◆ **WHAT YOU WILL DO**: Find and return every line of the data that contains the word "before".

====== PROVIDED DATA

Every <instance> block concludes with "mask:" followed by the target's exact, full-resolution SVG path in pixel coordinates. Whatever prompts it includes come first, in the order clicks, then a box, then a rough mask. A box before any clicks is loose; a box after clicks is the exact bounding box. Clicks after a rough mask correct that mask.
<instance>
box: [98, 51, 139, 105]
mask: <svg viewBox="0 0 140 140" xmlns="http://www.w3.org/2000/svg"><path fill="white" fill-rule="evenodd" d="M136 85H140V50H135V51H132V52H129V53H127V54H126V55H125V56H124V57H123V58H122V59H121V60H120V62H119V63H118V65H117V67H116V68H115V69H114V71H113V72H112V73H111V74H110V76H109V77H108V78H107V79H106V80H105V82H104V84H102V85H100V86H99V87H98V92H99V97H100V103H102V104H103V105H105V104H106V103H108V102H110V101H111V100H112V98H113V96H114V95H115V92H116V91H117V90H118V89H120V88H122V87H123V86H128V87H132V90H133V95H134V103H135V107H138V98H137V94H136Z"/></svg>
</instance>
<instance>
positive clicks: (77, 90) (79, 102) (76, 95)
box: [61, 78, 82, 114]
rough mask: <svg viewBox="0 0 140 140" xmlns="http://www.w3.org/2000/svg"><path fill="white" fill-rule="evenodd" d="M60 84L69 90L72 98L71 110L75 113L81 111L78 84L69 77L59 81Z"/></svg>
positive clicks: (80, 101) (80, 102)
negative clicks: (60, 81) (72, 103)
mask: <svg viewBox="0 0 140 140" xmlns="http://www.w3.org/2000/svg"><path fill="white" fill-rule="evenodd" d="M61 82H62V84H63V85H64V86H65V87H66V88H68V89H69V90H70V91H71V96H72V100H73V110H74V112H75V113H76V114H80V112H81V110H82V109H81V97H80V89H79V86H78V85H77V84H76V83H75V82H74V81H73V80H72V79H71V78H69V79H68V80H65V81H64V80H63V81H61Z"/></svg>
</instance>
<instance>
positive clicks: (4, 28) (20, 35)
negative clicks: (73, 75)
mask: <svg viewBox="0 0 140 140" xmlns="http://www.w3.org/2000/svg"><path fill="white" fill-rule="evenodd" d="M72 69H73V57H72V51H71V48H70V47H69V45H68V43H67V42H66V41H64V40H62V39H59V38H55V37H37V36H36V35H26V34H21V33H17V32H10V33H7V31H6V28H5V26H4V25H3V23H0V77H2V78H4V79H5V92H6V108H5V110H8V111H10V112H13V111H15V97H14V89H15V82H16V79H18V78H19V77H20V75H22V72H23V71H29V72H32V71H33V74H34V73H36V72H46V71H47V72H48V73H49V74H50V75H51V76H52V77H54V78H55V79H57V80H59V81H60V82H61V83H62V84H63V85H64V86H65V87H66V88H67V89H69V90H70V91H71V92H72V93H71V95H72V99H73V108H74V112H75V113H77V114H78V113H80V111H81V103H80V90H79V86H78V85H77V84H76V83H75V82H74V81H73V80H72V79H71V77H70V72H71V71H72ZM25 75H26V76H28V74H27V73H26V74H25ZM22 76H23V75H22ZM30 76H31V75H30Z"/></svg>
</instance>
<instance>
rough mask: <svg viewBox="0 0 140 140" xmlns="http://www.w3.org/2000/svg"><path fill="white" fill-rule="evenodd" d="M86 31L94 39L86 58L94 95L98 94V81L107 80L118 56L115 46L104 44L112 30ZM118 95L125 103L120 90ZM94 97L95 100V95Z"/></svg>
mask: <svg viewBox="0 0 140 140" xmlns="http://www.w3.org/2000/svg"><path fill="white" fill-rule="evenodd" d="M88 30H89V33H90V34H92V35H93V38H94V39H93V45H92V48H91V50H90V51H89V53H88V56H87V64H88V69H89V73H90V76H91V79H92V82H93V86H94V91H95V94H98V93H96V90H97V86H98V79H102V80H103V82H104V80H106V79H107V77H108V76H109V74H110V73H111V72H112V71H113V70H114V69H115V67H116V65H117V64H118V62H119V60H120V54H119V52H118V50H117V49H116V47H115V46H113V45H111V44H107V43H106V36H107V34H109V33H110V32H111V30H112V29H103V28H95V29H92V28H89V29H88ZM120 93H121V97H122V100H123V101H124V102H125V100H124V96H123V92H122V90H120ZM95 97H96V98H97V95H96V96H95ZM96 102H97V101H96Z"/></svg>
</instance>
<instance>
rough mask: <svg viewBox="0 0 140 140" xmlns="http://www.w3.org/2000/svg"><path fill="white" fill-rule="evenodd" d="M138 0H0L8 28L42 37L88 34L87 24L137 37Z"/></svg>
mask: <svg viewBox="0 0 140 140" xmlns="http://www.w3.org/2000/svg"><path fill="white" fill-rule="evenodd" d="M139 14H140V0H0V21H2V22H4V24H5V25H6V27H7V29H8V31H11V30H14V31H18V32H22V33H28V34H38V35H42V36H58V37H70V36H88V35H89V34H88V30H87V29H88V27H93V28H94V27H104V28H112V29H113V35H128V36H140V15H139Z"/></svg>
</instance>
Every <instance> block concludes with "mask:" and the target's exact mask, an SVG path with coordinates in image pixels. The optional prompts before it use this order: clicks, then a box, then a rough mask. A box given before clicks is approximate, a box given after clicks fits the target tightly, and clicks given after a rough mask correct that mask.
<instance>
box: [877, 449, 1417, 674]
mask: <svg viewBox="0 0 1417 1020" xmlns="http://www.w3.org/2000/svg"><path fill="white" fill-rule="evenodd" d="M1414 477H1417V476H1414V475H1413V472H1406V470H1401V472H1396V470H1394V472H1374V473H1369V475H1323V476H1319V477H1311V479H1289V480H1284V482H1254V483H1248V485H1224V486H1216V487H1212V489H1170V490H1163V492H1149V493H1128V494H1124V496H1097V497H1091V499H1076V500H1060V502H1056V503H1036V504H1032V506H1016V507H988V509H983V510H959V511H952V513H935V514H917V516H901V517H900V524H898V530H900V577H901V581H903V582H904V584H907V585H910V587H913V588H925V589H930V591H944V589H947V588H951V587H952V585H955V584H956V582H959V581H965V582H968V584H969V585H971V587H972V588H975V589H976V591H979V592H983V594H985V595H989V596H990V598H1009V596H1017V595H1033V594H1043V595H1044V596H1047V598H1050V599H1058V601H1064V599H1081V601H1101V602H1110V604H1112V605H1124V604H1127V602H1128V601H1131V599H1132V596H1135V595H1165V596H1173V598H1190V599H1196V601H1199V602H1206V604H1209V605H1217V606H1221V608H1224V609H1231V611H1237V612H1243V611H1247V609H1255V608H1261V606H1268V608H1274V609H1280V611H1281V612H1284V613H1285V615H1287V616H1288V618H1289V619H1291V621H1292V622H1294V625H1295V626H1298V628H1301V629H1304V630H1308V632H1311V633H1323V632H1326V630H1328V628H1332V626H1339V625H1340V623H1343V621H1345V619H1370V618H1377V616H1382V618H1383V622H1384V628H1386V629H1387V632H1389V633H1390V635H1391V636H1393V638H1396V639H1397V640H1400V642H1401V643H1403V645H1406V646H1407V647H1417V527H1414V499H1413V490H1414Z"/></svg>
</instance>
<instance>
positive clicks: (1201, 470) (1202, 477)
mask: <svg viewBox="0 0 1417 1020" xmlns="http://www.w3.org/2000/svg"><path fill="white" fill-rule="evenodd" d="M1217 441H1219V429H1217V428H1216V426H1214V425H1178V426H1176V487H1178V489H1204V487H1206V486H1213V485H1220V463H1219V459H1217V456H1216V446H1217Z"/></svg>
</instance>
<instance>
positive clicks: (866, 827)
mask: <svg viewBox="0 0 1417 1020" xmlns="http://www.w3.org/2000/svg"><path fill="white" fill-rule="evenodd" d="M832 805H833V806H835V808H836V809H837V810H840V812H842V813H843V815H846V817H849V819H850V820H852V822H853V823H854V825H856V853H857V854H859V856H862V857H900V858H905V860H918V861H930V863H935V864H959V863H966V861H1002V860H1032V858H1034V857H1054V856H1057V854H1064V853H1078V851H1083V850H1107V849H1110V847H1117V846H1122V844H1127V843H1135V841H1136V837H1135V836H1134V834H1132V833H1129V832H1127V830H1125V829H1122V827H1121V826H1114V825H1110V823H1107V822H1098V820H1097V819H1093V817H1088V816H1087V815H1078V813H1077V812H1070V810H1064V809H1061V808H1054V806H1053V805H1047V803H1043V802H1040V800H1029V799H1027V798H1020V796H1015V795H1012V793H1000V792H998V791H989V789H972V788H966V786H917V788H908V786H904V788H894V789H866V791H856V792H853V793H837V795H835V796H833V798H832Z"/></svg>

============

◆ **COMPLETED EXERCISE**:
Every <instance> block concludes with "mask:" followed by the target's exact, full-resolution SVG path in pixel coordinates. Whatever prompts it includes come first, in the order clicks, then a box, then a rough mask. A box before any clicks is loose; a box after clicks is the exact bounding box. Clicks after a rough mask correct that mask.
Every <instance> block concludes with "mask:" and the target's exact mask, an SVG path with coordinates in image pixels. The optional prompts before it use this order: clicks, then a box, then a rough mask. A box given before clicks is approximate, a box given after clicks fits the target tightly, and clicks given after a rough mask correct that mask.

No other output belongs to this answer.